#### Records supplied
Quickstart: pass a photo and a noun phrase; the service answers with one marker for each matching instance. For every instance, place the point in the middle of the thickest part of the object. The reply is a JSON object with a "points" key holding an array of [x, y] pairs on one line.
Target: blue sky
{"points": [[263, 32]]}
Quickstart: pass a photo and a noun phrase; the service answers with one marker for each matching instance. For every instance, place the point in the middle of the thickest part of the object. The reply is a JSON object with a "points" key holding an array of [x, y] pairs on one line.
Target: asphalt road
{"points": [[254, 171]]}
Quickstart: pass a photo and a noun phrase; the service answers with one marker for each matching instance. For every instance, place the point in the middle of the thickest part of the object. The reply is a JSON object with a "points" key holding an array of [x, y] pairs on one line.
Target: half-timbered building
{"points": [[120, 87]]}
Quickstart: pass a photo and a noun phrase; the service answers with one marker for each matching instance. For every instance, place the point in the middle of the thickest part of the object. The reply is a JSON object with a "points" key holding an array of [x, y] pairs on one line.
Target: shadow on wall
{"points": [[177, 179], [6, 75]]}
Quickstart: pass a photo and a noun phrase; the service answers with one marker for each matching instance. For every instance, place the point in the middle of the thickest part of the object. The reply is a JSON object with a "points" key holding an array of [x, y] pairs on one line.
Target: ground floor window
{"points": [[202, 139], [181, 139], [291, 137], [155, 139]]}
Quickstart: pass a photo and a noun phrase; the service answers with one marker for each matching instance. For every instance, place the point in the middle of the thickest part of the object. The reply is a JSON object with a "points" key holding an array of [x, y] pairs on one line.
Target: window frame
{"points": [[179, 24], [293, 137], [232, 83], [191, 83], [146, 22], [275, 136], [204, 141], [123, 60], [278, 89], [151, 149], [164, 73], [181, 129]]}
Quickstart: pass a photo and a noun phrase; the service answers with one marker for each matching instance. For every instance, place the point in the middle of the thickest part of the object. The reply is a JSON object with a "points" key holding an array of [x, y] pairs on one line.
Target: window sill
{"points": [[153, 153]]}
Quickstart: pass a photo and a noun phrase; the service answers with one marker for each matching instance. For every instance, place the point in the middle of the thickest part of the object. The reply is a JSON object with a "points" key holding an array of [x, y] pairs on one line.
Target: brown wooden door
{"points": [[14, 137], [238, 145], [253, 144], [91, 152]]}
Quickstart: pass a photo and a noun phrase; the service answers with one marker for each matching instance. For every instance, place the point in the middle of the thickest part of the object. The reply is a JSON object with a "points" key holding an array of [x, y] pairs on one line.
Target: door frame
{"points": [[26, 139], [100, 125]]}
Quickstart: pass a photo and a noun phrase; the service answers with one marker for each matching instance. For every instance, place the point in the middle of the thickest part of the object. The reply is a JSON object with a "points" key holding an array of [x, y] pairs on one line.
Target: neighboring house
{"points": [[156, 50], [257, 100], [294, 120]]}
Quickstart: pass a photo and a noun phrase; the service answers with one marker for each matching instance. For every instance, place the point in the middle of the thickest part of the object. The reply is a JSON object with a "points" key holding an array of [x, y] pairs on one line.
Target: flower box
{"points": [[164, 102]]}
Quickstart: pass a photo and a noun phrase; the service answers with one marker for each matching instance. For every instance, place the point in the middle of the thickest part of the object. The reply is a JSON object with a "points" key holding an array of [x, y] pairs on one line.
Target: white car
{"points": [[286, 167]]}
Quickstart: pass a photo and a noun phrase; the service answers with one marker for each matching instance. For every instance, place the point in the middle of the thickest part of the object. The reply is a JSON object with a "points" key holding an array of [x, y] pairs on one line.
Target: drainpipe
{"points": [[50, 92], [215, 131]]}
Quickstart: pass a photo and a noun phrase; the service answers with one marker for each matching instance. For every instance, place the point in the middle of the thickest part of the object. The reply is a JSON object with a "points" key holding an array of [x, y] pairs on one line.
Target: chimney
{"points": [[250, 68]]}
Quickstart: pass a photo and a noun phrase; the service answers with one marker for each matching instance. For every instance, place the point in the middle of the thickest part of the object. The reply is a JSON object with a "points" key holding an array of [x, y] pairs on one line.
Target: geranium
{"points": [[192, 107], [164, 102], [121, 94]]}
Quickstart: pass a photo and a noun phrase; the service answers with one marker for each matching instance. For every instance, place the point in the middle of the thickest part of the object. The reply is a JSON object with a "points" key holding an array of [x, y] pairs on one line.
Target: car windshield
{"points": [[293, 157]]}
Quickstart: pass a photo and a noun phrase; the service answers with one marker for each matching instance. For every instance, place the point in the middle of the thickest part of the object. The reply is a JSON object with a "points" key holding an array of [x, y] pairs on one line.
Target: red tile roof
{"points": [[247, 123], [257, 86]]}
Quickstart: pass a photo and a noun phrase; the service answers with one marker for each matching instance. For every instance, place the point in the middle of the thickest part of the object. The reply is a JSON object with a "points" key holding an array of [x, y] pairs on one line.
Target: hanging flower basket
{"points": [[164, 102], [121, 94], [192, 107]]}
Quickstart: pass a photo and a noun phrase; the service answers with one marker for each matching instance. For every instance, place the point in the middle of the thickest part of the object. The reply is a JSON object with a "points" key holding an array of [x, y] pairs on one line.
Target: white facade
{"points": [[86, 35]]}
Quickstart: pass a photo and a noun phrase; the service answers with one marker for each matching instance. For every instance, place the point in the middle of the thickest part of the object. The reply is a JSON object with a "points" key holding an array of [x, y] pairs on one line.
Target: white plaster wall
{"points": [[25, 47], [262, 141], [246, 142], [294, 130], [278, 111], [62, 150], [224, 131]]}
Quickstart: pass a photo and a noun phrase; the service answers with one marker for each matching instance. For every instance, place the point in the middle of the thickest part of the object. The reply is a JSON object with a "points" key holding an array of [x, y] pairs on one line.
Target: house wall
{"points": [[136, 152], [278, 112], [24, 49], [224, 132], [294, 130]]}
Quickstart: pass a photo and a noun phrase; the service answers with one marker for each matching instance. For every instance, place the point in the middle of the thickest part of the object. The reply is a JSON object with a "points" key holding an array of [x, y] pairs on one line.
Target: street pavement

#### Requirement
How many lines in the listing above contain the word "flower"? Give only the number.

#### Solution to this problem
2